YOUR GOAL: Pick out each line in the entries below that contains the word "blurred", and copy those lines.

++++++++++

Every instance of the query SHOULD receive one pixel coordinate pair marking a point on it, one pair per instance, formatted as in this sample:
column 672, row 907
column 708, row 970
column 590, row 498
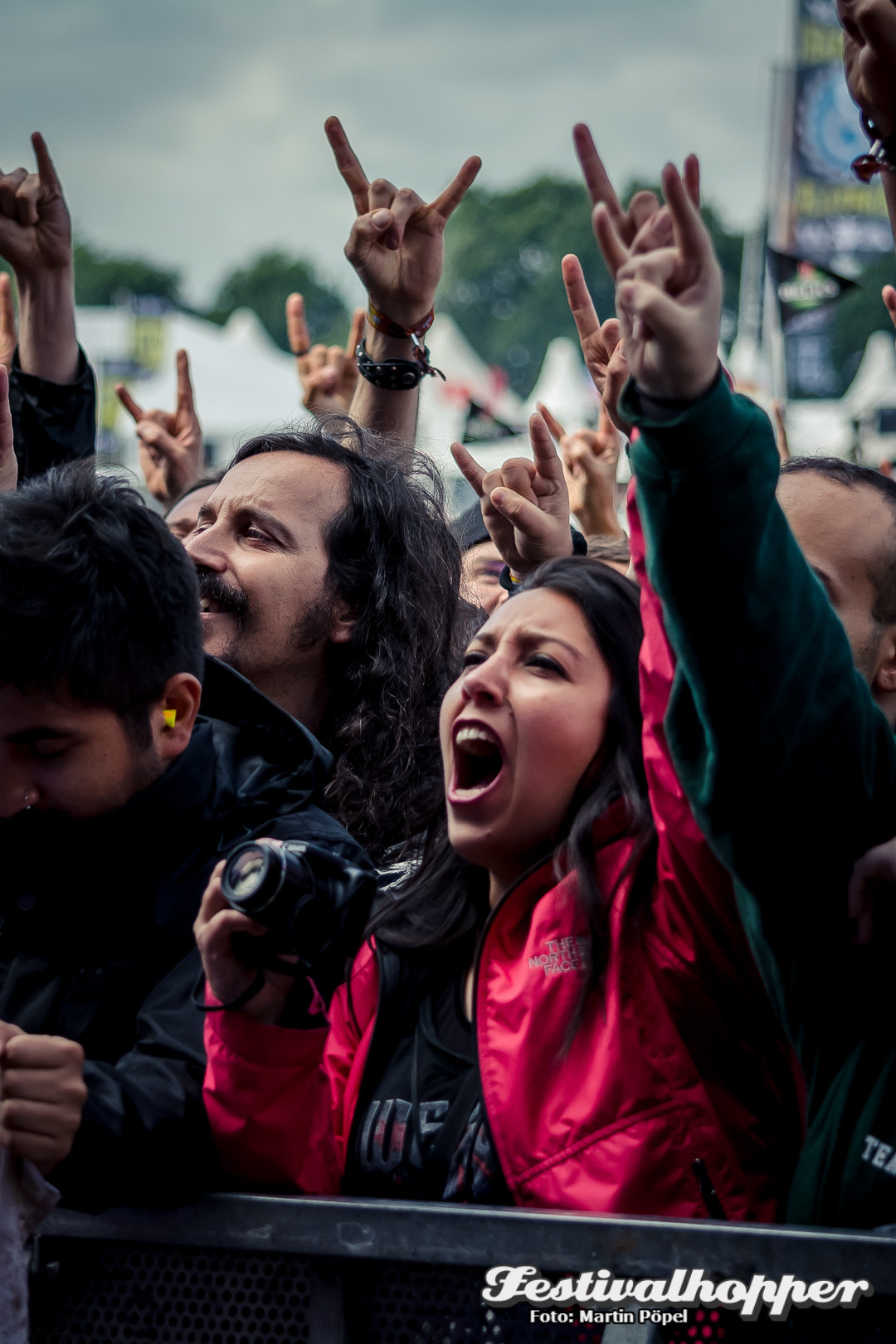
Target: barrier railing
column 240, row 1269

++++++++++

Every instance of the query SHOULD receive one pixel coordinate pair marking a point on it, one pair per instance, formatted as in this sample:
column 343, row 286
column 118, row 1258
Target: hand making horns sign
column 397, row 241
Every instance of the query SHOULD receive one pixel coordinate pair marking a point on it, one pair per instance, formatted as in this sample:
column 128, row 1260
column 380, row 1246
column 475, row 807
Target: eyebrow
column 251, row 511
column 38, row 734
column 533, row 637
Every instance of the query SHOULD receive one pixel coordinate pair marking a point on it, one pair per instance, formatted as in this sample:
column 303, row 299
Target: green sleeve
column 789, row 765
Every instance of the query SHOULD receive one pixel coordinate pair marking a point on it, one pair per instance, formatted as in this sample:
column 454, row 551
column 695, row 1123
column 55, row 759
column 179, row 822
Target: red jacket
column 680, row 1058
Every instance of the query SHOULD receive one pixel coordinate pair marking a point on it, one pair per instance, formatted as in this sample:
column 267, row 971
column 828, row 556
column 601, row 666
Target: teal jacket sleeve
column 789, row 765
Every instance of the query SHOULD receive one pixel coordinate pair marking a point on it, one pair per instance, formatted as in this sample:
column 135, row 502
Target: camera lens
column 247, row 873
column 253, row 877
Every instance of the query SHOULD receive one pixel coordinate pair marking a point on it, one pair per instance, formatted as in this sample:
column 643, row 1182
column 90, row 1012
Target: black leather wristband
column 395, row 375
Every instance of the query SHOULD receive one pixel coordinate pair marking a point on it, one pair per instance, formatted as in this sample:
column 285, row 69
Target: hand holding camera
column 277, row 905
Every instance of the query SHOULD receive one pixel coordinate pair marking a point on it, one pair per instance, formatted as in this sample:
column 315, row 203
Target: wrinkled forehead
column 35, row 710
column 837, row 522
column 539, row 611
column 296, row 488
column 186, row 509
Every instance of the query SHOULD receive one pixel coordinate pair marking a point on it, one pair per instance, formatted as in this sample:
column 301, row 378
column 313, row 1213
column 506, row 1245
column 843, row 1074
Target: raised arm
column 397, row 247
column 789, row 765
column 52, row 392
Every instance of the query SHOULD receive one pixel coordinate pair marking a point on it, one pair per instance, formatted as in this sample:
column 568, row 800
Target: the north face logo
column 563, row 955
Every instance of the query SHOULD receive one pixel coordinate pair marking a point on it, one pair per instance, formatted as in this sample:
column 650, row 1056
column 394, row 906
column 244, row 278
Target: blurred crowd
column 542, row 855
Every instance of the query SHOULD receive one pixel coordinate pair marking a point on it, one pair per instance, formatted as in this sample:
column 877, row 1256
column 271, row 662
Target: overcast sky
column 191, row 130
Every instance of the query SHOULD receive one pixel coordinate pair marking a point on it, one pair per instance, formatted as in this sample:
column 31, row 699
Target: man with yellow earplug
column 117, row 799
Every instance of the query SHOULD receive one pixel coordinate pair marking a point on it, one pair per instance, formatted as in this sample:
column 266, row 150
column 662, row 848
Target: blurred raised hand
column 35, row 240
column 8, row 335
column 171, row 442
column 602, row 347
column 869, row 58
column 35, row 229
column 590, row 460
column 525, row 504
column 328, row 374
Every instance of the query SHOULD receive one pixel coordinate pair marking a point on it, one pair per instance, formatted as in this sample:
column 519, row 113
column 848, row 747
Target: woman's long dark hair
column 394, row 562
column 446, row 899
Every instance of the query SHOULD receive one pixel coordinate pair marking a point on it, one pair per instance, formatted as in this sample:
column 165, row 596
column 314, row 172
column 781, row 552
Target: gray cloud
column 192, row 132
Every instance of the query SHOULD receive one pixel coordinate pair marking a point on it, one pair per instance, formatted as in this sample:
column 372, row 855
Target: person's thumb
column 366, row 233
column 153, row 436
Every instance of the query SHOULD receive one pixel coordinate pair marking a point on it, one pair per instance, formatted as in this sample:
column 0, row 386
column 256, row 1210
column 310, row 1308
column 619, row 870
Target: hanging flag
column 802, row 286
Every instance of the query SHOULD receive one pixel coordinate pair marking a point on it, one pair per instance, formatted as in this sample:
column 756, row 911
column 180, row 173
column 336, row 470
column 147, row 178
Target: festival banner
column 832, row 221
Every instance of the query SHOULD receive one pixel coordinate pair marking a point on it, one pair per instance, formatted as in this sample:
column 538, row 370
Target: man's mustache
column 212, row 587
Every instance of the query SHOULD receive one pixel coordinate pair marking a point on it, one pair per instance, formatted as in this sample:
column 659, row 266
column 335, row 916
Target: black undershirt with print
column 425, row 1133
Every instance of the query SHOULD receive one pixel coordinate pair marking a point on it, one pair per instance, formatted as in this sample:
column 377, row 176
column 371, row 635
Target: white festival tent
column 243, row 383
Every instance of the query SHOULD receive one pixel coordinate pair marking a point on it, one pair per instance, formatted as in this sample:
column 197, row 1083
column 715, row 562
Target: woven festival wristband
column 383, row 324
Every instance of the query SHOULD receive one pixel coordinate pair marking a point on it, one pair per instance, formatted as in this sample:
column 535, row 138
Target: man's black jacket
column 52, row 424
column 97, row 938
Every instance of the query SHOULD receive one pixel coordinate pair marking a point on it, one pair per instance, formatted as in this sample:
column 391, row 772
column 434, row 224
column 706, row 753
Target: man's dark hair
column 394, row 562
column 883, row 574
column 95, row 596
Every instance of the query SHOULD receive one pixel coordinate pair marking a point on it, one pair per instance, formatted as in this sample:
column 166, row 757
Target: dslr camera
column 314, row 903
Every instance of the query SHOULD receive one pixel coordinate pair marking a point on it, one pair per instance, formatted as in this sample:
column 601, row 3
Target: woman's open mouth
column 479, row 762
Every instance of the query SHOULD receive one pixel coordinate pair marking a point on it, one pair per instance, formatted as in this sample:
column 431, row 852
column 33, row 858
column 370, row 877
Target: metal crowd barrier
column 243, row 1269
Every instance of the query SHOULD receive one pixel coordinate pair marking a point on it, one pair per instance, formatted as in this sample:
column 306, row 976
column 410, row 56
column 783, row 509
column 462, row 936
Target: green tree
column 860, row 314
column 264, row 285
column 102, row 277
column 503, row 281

++++++++++

TASK OUTPUT:
Target: blurred crowd
Target: blurred raised hand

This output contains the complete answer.